A candidata à presidência Marina Silva apresentou algumas de suas propostas de governo no dia 30/7, no último dia da 62a Reunião Anual da Sociedade Brasileira para o Progresso da Ciência (SBPC). Ela recebeu das mãos do presidente da SBPC Marco Antônio Raupp a mesma carta com as sugestões da comunidade acadêmica para CT&I num próximo governo que foi entregue à candidata Dilma Roussef dois dias antes, quando de sua apresentação no evento.
A senadora falou de sua candidatura, da importância de políticas de C&T e de outros assuntos de relevância publica, como a educação e a inclusão social. Defendeu ainda a mudança de abordagem em questões urgentes relacionadas ao meio ambiente, como o aquecimento global e o esgotamento de recursos naturais.
Marina felicitou os organizadores pelo encontro e valorizou o trabalho diário dos cientistas, professores e alunos presentes. Levemente rouca, lamentou a impossibilidade de fazer um manejo sustentável da voz e deixou claro que, se eleita, a postura diante das questões públicas seria mais responsável. “Por que estamos aqui sem nem ter almoçado ainda, negando a praia maravilhosa e o dia ensolarado?”, indagou a candidata. “Porque nos movemos por valores, princípios que nos fazem estar aqui e renunciar ao princípio do prazer”. A partir dessa renúncia, comum aos presentes, Marina convidou a todos a pensar as questões mais relevantes do país.
Importância da Ciência na nova realidade
Após enfatizar o valor da democracia e a possibilidade de se realizarem discussões como aquela, a candidata afirmou que não poderia deixar de estar presente no evento. “A SBPC é de uma importância difícil de medir”, ponderou, “ela contribui para além do nosso tempo, preocupada em desenvolver gerações de cientistas que poderão melhorar o país em um tempo futuro. E se estamos aqui hoje, tendo discussões de tão alto nível, é porque muitos pensaram o país antes da gente”, concluiu.
Destacou em seguida o papel dos cientistas nas transformações do início deste século: “não tem companhia melhor do que quem faz ciência no Brasil. São essas pessoas que podem dar novas respostas para esta realidade em que vivemos”.
“A realidade responde na língua em que é perguntada”, defendeu. “Se fizermos as mesmas perguntas obteremos as mesmas respostas. Mas ela é poliglota”, ressaltou, “nós é que temos sido monoglotas esse tempo todo”. Segundo ela, a resposta para o século XX foi o petróleo e o gás. Mas para o presente século, a resposta teria que ser a biomassa, a hidroeletricidade, o sol, o vento, o álcool de celulose… “Devemos sair do altíssimo carbono, para o baixo carbono”, sintetizou.
Essa nova resposta expressaria a transição de economias, afirmou Marina. A sustentabilidade responderia por um novo processo civilizatório. “É uma construção histórica necessária”, atentou, “não apenas uma ideologia”. Garantiu que o cuidado com os recursos naturais não é contra o desenvolvimento: “devemos integrar ambos na mesma equação e estabelecer uma competição pelo caminho de cima”. Para isso, destacam-se a produção em intensidade, limitando a expansão da fronteira agrícola nos biomas, e a qualificação profissional, que permita pensar em soluções criativas para o uso do solo, daí também a importância da educação.

******************************

Tarefas a realizar:
A. No texto sobre Marina Silva na SBPC, liste todas as fontes que, segundo ela, seriam a resposta para o presente século.
B. Redigite sem alterações, nas linhas de dados mais adiante, o trecho que vai da linha com "Please trace the outline of every instance of the pine" até a linha com "67], [154, 71]]", incluindo as duas.
O texto e as linhas apresentadas em seguida vêm de fontes distintas.

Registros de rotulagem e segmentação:
******************************

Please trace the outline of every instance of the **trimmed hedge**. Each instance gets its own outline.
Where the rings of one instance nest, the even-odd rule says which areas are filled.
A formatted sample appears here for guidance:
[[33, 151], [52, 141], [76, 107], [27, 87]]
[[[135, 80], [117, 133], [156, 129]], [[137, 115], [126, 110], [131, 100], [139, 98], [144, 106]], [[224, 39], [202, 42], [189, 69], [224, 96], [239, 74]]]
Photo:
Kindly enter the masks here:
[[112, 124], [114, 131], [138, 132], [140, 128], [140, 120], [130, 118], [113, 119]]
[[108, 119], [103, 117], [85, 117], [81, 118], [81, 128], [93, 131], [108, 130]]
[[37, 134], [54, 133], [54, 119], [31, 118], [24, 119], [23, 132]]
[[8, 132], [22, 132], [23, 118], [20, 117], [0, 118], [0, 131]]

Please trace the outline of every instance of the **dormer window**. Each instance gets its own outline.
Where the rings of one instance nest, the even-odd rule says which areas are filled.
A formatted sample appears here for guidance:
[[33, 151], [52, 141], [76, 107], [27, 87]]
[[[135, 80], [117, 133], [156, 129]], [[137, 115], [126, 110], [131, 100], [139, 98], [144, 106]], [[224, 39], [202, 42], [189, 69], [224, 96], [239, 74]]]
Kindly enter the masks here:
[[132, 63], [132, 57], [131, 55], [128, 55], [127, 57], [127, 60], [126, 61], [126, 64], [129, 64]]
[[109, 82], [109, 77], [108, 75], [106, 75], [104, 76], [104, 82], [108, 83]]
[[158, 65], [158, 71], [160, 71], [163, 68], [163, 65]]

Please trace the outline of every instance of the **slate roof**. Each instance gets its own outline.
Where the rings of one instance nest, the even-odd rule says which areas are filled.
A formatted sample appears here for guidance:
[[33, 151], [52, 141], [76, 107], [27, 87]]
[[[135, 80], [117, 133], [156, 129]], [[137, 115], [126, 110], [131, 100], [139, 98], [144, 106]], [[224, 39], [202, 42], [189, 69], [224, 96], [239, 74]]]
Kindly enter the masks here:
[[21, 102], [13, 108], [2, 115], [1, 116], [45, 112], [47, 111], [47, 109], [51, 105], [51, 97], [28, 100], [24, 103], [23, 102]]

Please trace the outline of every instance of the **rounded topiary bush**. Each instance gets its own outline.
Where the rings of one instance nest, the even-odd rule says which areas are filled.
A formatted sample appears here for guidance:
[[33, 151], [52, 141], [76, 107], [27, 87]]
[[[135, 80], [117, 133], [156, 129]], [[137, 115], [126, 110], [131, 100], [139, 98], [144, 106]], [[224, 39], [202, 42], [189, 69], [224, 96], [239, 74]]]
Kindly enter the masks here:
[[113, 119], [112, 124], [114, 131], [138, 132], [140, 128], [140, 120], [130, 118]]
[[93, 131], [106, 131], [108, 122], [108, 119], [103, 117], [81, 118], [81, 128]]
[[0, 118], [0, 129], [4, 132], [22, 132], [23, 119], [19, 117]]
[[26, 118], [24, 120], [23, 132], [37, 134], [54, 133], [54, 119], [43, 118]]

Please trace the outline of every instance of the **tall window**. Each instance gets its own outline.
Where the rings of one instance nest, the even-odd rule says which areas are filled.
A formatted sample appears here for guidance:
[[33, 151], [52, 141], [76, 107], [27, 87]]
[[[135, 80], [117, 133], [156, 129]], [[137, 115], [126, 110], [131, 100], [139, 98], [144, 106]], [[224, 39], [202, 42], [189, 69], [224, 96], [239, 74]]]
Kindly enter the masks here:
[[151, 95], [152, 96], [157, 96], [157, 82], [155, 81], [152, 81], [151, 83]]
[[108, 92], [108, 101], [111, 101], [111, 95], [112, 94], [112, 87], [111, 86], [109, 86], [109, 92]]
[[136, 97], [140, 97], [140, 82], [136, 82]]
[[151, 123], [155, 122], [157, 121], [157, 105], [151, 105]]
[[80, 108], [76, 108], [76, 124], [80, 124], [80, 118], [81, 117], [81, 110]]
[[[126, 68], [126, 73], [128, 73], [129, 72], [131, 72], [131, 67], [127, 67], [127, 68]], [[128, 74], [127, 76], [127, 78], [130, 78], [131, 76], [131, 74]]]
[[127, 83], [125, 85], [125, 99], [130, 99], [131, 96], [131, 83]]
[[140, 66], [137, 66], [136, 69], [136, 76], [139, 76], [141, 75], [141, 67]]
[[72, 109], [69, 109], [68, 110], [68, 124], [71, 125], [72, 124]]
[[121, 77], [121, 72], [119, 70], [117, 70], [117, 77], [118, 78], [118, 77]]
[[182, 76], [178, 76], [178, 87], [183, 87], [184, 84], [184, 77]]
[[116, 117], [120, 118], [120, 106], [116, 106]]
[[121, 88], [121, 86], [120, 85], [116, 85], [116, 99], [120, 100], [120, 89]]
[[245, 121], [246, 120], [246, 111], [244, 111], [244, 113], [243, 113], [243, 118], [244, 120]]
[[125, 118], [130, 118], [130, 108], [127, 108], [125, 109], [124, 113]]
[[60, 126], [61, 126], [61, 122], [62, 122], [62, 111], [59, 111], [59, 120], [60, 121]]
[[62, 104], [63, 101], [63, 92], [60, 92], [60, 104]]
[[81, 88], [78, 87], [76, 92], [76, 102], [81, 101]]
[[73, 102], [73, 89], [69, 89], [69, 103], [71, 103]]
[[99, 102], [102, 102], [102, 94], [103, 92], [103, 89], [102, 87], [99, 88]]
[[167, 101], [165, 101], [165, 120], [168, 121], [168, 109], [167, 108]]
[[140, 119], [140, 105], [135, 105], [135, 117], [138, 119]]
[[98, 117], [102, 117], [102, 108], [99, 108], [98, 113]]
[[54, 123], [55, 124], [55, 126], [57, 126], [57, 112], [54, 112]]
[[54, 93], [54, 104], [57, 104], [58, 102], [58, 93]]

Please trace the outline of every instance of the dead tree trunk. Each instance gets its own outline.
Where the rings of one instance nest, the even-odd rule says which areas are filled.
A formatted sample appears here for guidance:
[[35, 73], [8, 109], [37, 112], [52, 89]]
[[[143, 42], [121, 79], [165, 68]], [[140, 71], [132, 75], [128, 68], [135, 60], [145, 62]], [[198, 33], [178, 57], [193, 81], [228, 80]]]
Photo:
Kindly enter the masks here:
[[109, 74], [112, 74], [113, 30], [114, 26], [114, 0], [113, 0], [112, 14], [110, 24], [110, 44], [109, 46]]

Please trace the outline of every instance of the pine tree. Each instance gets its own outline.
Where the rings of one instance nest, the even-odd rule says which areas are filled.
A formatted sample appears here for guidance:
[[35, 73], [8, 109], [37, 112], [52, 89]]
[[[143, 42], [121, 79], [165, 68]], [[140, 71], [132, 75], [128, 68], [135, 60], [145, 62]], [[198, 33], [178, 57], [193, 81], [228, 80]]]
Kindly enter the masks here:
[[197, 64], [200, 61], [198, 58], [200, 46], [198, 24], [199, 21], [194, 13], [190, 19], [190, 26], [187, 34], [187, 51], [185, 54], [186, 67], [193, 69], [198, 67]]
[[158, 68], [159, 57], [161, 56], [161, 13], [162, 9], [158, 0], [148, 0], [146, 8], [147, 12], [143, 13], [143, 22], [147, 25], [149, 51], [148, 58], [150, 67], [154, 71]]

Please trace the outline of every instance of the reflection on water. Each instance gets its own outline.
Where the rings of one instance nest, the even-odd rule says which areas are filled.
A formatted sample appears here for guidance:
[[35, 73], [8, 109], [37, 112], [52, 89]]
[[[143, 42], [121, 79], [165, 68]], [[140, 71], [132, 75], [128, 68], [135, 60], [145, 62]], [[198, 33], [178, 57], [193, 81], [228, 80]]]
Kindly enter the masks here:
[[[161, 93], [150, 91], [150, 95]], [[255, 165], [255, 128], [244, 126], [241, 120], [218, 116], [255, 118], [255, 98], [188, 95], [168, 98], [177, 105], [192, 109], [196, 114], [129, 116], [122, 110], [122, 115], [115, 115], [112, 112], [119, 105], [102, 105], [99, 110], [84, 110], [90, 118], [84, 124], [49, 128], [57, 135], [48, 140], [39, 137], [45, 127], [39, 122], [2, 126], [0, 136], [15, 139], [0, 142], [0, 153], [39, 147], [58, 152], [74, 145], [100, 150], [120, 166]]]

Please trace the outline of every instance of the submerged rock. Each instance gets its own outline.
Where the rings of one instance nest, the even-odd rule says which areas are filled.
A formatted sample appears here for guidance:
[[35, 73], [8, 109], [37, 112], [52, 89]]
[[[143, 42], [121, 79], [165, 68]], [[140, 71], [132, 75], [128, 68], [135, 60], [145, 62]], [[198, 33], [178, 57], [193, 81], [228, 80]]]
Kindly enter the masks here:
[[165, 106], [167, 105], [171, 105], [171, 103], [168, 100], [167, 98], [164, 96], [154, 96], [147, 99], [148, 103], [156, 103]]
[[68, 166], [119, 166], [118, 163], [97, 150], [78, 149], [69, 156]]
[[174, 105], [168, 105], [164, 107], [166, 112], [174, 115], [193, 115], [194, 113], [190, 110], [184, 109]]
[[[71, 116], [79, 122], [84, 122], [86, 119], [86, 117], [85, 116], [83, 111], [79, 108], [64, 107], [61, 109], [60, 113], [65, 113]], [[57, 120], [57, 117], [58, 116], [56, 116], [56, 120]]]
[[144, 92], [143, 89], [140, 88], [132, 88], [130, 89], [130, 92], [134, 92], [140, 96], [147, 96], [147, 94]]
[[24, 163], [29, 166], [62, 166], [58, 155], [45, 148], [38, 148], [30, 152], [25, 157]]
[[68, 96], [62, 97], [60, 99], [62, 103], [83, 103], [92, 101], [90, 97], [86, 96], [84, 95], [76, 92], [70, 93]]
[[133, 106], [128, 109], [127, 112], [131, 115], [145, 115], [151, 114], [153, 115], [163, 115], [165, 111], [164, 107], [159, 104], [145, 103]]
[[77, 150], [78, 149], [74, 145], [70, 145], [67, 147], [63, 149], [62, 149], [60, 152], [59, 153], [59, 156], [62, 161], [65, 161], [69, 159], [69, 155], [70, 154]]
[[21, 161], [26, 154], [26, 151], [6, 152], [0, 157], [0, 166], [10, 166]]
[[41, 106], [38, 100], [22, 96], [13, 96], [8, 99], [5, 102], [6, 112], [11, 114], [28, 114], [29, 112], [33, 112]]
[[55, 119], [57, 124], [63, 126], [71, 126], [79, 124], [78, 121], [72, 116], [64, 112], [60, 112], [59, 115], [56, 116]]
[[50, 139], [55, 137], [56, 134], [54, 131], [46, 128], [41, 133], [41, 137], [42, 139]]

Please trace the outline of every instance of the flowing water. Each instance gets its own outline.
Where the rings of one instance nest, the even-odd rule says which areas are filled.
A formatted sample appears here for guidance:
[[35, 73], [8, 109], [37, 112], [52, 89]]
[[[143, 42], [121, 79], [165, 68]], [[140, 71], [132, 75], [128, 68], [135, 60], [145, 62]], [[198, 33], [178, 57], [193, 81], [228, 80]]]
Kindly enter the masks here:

******************************

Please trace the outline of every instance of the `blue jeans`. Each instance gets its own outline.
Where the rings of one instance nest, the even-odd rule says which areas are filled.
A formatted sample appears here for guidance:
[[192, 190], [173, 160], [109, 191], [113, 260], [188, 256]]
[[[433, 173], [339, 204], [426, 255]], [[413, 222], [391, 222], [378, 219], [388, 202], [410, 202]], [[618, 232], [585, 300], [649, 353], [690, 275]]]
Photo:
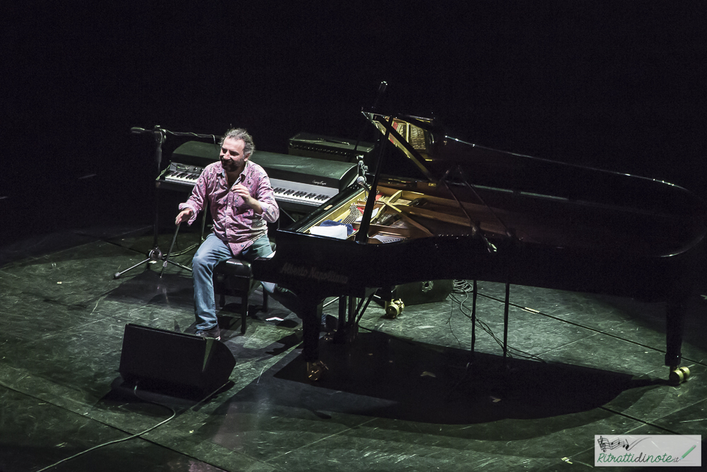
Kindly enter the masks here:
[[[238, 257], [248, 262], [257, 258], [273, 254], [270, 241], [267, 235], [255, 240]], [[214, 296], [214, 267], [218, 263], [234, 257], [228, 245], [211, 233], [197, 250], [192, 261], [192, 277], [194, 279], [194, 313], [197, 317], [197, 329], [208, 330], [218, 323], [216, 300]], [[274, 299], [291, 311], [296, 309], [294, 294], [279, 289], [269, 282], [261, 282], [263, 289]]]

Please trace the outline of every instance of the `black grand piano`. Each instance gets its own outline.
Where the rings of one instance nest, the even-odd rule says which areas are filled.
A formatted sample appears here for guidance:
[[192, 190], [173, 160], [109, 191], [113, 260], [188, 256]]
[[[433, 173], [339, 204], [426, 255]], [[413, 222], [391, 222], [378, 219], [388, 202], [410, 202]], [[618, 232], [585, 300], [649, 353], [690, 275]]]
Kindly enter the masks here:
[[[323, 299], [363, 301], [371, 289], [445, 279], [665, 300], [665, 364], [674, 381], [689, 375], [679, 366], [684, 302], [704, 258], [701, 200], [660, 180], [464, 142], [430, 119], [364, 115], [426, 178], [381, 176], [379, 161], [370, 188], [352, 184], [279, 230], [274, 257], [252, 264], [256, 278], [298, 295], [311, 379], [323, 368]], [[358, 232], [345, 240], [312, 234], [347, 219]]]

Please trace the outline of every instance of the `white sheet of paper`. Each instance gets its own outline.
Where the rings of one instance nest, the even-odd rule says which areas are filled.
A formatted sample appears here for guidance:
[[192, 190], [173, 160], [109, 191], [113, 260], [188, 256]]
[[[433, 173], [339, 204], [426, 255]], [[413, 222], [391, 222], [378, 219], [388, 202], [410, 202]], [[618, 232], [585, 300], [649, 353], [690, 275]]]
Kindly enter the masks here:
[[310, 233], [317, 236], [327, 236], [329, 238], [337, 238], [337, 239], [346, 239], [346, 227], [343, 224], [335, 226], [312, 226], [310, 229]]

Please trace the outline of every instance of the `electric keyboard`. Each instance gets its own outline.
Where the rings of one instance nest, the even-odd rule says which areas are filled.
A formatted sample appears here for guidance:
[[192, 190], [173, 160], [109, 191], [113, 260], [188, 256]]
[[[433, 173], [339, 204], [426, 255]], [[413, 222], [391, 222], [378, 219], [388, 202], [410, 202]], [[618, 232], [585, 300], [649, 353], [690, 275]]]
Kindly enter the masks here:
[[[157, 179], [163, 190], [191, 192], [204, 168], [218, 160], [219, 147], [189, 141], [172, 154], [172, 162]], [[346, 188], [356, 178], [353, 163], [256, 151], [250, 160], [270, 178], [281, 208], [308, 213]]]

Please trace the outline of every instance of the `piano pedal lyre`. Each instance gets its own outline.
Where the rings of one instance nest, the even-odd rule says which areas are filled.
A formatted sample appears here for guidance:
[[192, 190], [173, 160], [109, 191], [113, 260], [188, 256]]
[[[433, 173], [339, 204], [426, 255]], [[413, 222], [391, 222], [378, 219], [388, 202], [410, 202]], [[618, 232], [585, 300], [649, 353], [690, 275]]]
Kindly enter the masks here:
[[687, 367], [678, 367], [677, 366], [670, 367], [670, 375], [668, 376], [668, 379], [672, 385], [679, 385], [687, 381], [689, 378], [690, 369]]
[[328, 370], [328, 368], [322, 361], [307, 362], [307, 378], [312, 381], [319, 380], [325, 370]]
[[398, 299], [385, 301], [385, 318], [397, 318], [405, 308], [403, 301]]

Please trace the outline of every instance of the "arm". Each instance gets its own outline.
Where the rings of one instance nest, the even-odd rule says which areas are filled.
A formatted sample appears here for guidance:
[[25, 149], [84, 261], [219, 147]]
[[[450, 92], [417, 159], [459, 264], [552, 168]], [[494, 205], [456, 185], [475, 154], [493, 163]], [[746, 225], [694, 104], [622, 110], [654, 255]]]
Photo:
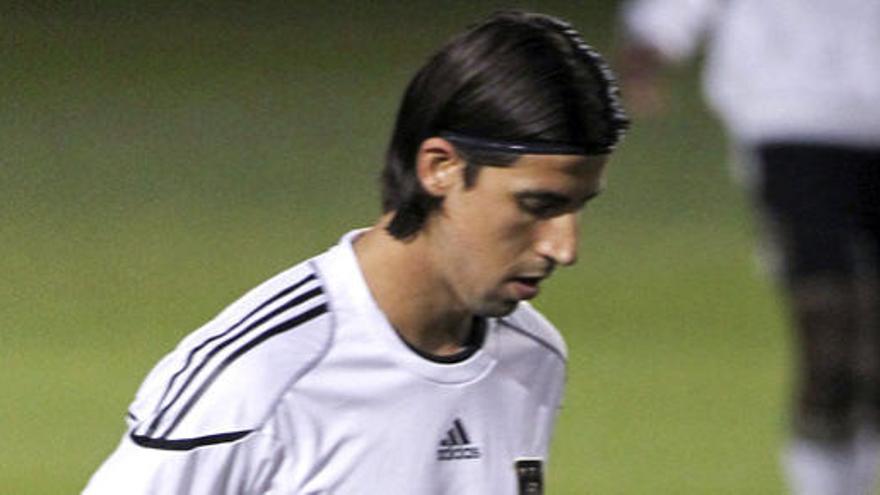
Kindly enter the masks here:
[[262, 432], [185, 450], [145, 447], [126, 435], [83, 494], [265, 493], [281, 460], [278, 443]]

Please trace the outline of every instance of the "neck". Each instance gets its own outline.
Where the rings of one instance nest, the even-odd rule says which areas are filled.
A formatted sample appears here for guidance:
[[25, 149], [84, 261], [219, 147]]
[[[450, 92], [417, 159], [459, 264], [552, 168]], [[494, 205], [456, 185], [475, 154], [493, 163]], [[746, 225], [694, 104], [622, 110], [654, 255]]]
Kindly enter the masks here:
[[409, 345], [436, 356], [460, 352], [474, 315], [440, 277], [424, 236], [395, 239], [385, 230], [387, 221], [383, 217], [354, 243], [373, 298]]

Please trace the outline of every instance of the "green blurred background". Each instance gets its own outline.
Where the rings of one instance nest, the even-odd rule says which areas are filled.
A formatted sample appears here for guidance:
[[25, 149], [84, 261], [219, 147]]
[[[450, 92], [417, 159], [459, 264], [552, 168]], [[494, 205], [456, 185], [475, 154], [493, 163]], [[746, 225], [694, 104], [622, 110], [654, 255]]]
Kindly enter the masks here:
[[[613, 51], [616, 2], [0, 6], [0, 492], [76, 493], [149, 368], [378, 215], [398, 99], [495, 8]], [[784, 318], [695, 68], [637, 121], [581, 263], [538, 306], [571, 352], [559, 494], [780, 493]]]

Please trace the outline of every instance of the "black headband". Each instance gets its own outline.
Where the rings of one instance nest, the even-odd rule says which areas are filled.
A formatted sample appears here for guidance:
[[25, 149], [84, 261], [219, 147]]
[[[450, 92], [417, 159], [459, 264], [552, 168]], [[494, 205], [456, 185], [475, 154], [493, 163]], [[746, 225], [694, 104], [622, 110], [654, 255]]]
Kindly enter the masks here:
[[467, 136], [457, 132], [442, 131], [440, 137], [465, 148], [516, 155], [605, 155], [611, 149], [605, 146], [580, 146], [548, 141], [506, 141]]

******************************

Respostas:
A. Biomassa, hidroeletricidade, sol, vento e álcool de celulose.

B.
Please trace the outline of every instance of the pine tree. Each instance gets its own outline.
Where the rings of one instance nest, the even-odd rule says which areas are filled.
A formatted sample appears here for guidance:
[[35, 73], [8, 109], [37, 112], [52, 89]]
[[[143, 42], [121, 79], [165, 68]], [[140, 71], [132, 75], [128, 68], [135, 60], [145, 62]], [[198, 33], [178, 57], [193, 81], [228, 80]]]
Kindly enter the masks here:
[[197, 64], [200, 61], [198, 58], [200, 46], [198, 24], [199, 21], [194, 13], [190, 19], [190, 26], [187, 34], [187, 51], [185, 54], [186, 67], [193, 69], [198, 67]]
[[158, 68], [159, 57], [161, 56], [161, 13], [162, 9], [158, 0], [148, 0], [146, 8], [147, 12], [143, 13], [143, 22], [147, 25], [149, 51], [148, 58], [150, 67], [154, 71]]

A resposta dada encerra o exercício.